**Brano proposto**
# # #

Martelli con la sua solita arguzia, che non ha perso in questi anni di forzato allontanamento dalla politica attiva, dice due cose sensate sulla iniziativa “Unire i riformisti” animata da varie personalità, associazioni e circoli, e uomini di cultura.
La prima che, storicamente parlando, il riformismo è stato in Italia prevalentemente di matrice socialista sia nella fase della opposizione che in quella di governo insieme alla Dc e agli altri partiti laici come il Pri. Il riformismo si opponeva all’idea comunista di superamento del capitalismo e ammetteva la possibilità di trasformare il sistema “dal di dentro”.
La seconda che, entrando nel merito, per unire i riformisti bisogna avere chiaro un Programma strategico che indichi almeno le principali linee di azione che si vogliono aprire per cambiare il paese. Dire essere riformisti vuol dire poco se non si capisce per fare cosa. Si rischia di richiamarci al “cambiamento” come filosofia di esclusivo movimento senza contenuto. A questa Filosofia appartiene appunto l’esperienza di Renzi.
Sono due considerazioni condivisibili. Ma occorre andare “oltre”. Sulla prima considerazione non c’è molto da dire. Il comunismo non c’è più. Neppure come credibile proposta. Almeno in occidente. A sinistra il socialismo in tutte le salse in cui lo vogliamo declinare ha vinto. E quando la sinistra governa lo fa in nome e con gli strumenti del socialismo democratico. Oggi richiamare il riformismo, e alludere ai principi liberaldemocratici, significa voler andare oltre quella esperienza. E andare oltre non verso nostalgie comuniste e stataliste, non mai sopite anche se si ammantano di nuovi paradigmi ambientalisti e comunitaristi, ma verso impostazioni che riscoprono la vena rivoluzionaria del liberalismo in un contesto infiacchito da assistenzialismo e pratiche collettivistiche.
Quindi nessuno pensa di “riandare” a Zanone e ai liberali italiani. Ma piuttosto di riscoprire la vena rivoluzionaria del pensiero di Hayek, che appare oggi una frusta violenta contro certo capitalismo realizzato, e la vena solidaristica di Rawls che parla di coesione in un contesto di libertà e responsabilità individuale.
Sulla seconda considerazione, anche qui, non si può che convenire. Unire i riformisti deve servire a lanciare una nuova prospettiva per l’Italia. E qui sarebbe bene, sulle grandi partite aperte, lanciare uno slogan: cioè “un grido di battaglia”.

# # #

**Estratto dalla fonte**
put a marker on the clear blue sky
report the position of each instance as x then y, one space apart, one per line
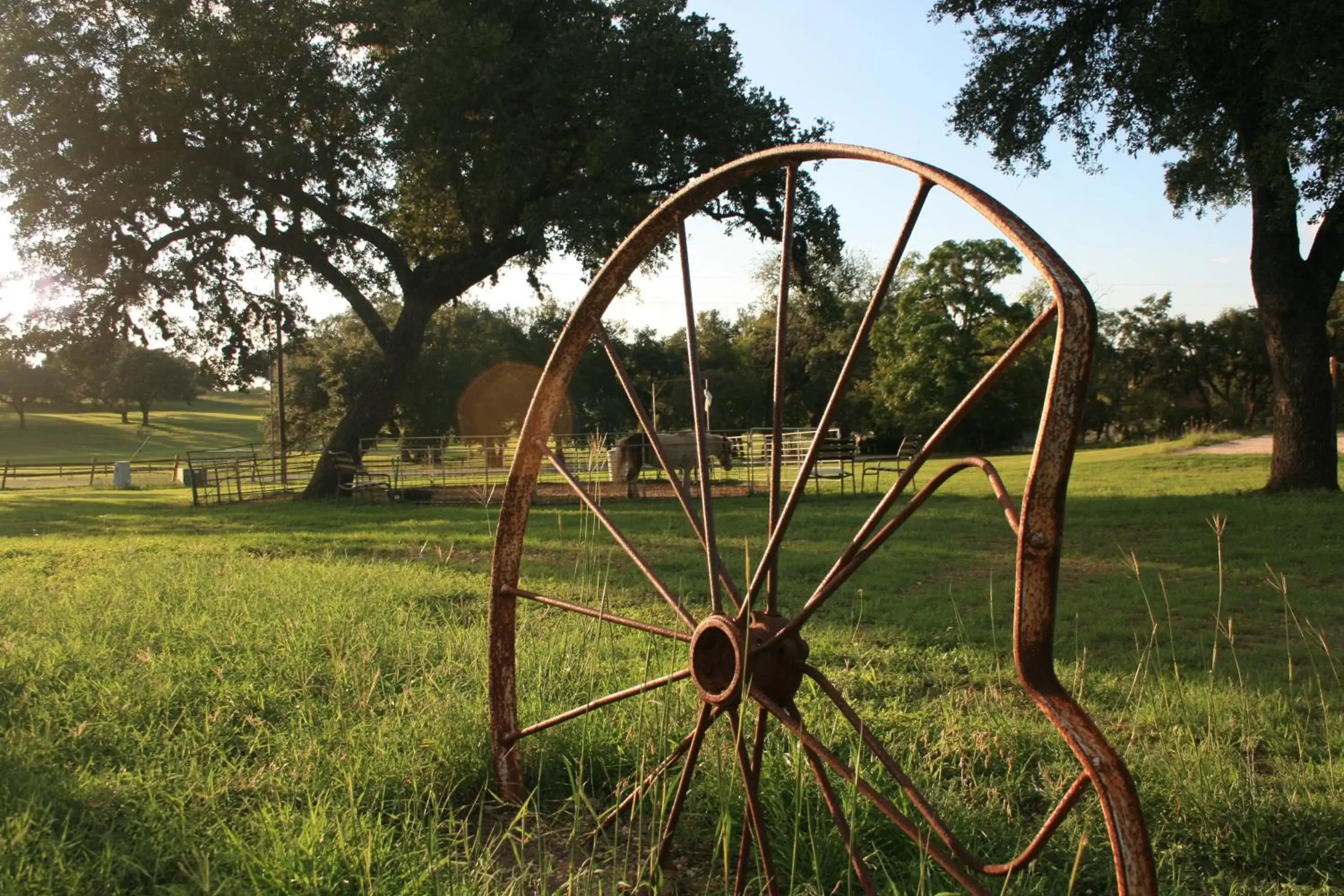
883 76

# # #

**Esercizi proposti**
1. Trascrivi dal brano sul riformismo il passo che comincia con "Sono due considerazioni" e prosegue fino a "e pratiche collettivistiche.".
2. Rispondi alle domande seguenti in base al brano sul riformismo.
(a) Insieme a quali partiti il riformismo socialista ha governato?
(b) A quale esperienza appartiene la filosofia del "cambiamento" senza contenuto?
(c) Di quale pensatore si vuole riscoprire la vena solidaristica?
Il materiale qui riportato non serve allo svolgimento degli esercizi.

**Risposte agli esercizi**
1.
Sono due considerazioni condivisibili. Ma occorre andare “oltre”. Sulla prima considerazione non c’è molto da dire. Il comunismo non c’è più. Neppure come credibile proposta. Almeno in occidente. A sinistra il socialismo in tutte le salse in cui lo vogliamo declinare ha vinto. E quando la sinistra governa lo fa in nome e con gli strumenti del socialismo democratico. Oggi richiamare il riformismo, e alludere ai principi liberaldemocratici, significa voler andare oltre quella esperienza. E andare oltre non verso nostalgie comuniste e stataliste, non mai sopite anche se si ammantano di nuovi paradigmi ambientalisti e comunitaristi, ma verso impostazioni che riscoprono la vena rivoluzionaria del liberalismo in un contesto infiacchito da assistenzialismo e pratiche collettivistiche.

2.
(a) Insieme alla Dc e agli altri partiti laici come il Pri.
(b) All'esperienza di Renzi.
(c) Di Rawls.